**TASK GOAL**
Can you edit the entries from the line with "Point out the yellow" to the line with "x=126 y=101" so that "folded blanket" becomes "wool blanket", with nothing else changed and the pictures left out?

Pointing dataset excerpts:

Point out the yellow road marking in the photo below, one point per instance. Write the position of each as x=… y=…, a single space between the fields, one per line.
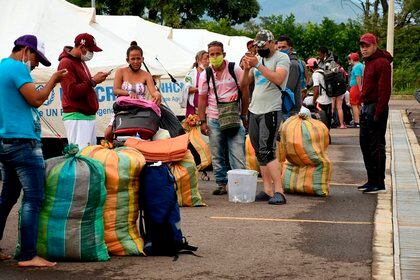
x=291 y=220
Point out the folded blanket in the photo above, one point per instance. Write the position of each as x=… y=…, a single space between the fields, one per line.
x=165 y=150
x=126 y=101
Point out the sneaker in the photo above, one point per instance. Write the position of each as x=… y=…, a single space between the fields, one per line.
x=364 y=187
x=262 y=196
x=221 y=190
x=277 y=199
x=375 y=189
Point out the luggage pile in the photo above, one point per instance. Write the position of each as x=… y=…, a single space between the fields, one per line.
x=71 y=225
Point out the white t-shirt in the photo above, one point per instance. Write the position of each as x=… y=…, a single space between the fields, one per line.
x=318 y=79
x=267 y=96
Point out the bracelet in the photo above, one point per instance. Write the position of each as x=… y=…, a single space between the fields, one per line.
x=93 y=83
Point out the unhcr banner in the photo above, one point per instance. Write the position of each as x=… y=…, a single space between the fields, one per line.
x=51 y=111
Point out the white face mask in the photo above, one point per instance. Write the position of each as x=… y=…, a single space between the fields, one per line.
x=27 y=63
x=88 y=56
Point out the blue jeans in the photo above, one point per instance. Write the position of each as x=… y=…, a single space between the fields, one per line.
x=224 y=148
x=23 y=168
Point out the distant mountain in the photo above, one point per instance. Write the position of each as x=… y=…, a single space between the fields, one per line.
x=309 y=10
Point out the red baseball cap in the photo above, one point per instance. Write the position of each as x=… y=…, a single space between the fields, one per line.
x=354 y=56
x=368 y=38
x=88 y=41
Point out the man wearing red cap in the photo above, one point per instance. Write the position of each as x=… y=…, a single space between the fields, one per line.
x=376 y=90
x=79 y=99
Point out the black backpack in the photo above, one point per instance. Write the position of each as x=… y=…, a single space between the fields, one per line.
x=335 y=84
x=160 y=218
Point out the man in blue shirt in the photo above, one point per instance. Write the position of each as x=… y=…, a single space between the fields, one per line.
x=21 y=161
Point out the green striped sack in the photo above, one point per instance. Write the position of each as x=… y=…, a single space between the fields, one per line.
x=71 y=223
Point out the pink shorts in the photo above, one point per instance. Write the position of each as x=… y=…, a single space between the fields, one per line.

--

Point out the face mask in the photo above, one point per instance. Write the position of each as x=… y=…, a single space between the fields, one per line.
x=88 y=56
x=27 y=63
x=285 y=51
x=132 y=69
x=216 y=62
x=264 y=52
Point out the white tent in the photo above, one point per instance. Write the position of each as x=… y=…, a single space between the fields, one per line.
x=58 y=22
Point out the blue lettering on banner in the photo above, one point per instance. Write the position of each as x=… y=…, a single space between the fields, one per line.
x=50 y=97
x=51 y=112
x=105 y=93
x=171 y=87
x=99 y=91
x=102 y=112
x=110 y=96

**FULL RESPONSE**
Point out the yellow road marking in the photo below, one point per instance. Write the position of each as x=… y=…, a single space between the fields, one per line.
x=291 y=220
Point out the wool blanket in the photo above, one point per instance. Write the position of each as x=… y=…, a single space between the fields, one per line.
x=165 y=150
x=126 y=101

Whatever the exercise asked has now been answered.